For each line in the records that contains "below", make a copy.
# # # #
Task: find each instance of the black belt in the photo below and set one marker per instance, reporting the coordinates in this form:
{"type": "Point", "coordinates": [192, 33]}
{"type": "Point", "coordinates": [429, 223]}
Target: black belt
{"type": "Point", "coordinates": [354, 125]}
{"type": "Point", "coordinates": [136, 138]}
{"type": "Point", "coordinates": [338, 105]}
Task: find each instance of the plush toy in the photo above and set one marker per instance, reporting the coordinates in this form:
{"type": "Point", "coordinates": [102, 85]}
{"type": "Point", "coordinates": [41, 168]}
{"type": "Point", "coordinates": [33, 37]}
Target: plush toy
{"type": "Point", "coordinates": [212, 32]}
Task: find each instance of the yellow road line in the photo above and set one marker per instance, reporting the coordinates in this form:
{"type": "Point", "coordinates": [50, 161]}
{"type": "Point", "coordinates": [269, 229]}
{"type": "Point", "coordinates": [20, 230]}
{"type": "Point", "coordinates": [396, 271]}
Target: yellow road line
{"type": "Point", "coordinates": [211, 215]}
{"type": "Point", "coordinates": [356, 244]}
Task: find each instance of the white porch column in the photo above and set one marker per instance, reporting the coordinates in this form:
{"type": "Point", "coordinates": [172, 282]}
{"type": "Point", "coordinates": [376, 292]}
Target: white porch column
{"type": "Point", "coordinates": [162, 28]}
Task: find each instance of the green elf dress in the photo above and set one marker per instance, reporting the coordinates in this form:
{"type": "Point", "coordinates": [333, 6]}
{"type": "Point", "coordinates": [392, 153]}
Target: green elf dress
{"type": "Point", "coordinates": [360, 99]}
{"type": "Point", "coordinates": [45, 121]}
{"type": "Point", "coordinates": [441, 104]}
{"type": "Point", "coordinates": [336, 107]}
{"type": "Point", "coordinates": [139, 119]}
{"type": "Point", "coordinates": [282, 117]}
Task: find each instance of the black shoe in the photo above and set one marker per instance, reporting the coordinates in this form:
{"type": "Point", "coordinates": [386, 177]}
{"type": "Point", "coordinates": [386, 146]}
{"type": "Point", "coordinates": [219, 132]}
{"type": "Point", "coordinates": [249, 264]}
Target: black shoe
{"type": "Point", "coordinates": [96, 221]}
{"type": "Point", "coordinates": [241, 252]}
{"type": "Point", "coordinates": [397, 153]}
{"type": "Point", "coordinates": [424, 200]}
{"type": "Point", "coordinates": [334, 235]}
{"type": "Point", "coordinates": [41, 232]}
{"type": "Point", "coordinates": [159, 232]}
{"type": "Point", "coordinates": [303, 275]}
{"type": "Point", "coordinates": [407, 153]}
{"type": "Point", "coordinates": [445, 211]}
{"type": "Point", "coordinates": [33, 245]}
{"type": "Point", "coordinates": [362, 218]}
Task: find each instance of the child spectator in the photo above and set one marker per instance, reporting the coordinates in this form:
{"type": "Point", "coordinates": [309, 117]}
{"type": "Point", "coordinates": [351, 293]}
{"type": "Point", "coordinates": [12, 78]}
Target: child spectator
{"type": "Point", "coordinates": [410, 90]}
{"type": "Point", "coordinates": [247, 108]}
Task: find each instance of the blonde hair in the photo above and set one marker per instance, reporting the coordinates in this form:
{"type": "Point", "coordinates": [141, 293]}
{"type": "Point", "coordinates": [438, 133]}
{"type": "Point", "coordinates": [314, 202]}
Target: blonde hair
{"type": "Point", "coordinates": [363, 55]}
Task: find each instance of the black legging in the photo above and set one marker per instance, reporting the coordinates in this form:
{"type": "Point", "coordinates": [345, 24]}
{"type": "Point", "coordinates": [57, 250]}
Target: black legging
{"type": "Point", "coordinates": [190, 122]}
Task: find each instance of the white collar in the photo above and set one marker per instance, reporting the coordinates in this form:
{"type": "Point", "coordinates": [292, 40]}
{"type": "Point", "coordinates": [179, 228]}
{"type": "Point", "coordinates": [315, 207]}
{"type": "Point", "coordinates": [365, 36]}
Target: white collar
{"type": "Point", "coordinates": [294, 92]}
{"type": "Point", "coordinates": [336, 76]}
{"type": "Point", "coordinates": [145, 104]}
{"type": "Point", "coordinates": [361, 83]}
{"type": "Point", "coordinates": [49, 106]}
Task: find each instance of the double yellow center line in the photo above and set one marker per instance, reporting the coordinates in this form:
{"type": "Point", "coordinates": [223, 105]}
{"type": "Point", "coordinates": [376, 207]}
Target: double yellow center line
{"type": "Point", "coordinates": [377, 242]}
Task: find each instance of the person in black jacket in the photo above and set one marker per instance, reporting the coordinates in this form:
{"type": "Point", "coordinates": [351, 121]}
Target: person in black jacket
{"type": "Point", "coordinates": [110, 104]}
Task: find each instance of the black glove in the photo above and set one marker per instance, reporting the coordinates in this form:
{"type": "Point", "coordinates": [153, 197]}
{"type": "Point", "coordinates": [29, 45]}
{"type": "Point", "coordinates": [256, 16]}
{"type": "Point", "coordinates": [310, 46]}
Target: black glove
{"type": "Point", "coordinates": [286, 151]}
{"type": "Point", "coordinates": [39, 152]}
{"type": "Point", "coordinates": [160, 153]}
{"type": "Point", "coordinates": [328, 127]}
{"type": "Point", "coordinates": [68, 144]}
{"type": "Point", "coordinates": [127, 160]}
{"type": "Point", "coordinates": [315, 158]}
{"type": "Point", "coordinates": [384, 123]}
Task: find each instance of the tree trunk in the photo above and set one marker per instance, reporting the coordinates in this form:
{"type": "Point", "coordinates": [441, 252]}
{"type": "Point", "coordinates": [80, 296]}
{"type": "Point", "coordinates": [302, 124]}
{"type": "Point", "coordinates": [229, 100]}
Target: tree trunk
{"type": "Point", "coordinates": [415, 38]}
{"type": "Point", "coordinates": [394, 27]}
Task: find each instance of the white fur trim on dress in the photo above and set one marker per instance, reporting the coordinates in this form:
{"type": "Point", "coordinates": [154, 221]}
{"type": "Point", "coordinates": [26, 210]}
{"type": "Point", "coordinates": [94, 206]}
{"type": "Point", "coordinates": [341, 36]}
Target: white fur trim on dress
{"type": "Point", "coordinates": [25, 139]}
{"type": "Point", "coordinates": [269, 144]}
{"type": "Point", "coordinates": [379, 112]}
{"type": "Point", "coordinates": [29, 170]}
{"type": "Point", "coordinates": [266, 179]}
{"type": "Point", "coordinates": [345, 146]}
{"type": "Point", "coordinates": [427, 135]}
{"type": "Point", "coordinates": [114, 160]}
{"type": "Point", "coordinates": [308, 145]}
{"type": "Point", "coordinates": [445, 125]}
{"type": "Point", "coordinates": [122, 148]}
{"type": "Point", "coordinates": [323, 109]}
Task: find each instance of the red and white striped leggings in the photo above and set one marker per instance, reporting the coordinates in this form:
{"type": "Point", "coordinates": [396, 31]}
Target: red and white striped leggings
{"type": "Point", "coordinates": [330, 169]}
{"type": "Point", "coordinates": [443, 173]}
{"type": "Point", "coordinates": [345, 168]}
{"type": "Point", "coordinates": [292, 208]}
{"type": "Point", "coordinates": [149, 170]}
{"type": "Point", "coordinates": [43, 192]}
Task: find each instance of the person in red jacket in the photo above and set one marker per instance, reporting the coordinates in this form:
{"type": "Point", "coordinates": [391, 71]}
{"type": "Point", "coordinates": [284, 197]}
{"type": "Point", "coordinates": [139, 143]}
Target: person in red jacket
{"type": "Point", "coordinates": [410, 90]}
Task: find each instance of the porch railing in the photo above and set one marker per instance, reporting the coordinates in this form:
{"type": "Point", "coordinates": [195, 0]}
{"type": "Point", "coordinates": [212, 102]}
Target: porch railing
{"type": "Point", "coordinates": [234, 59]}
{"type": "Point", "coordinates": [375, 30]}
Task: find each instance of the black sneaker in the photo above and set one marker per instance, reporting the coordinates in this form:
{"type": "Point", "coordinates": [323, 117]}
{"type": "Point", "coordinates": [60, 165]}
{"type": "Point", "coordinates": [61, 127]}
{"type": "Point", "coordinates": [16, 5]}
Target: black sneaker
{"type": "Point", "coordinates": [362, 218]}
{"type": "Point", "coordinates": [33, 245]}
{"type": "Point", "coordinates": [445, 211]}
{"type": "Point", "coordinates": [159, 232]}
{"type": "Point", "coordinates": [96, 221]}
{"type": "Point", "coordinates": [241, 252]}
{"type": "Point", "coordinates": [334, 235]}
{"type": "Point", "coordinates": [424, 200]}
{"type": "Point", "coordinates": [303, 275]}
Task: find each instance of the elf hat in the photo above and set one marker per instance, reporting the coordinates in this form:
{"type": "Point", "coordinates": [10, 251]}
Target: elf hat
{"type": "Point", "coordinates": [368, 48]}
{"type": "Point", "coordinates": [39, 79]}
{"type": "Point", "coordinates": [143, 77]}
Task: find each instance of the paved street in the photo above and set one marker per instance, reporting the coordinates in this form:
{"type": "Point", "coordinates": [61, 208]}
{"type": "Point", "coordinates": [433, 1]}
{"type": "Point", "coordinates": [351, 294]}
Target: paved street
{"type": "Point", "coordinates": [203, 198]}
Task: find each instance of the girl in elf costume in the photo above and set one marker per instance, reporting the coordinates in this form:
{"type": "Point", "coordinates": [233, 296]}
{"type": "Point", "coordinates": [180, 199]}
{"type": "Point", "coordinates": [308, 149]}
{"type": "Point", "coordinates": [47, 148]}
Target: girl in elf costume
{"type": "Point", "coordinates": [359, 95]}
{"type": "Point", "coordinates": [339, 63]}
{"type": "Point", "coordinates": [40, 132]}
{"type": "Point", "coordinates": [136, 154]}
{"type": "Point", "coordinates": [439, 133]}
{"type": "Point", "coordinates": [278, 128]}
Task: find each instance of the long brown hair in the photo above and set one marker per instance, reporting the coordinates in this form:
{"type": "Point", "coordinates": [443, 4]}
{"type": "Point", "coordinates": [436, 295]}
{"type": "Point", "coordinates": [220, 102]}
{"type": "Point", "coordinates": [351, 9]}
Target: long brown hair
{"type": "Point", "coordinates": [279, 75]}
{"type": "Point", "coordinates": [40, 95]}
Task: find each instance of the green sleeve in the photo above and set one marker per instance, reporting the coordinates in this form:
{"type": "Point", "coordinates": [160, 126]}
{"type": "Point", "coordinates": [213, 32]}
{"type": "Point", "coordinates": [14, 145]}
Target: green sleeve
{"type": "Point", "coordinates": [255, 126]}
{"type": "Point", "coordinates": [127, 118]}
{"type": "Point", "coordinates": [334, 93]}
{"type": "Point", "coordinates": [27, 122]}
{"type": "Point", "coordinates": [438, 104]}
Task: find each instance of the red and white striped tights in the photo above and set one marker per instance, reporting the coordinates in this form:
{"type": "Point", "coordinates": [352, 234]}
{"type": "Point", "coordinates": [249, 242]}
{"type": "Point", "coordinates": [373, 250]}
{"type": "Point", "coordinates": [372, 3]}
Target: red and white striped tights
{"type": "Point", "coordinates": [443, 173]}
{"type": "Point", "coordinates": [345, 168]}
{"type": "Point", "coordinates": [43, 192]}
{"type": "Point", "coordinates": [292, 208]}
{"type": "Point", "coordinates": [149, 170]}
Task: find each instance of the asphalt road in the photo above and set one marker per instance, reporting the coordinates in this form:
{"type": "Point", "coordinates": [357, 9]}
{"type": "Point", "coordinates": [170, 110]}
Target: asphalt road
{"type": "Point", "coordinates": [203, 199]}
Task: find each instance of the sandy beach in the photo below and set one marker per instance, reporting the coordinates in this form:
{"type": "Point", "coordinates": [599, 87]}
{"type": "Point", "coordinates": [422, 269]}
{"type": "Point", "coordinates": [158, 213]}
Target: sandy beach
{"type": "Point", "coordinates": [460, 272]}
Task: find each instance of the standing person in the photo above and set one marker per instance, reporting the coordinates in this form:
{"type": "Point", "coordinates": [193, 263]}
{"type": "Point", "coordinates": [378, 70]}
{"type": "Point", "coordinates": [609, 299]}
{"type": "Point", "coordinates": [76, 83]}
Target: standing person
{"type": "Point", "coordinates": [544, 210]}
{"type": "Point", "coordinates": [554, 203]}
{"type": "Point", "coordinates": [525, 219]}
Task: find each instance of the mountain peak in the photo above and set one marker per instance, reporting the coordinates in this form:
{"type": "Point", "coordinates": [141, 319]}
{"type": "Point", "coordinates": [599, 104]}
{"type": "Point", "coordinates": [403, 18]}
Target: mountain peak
# # # #
### SOLUTION
Task: find each instance of the black belt in the photo below and set one marker per instance, reporting the coordinates in this form:
Task: find each instance of the sandy beach in the photo below and set one marker per instance, reporting the coordinates in this form:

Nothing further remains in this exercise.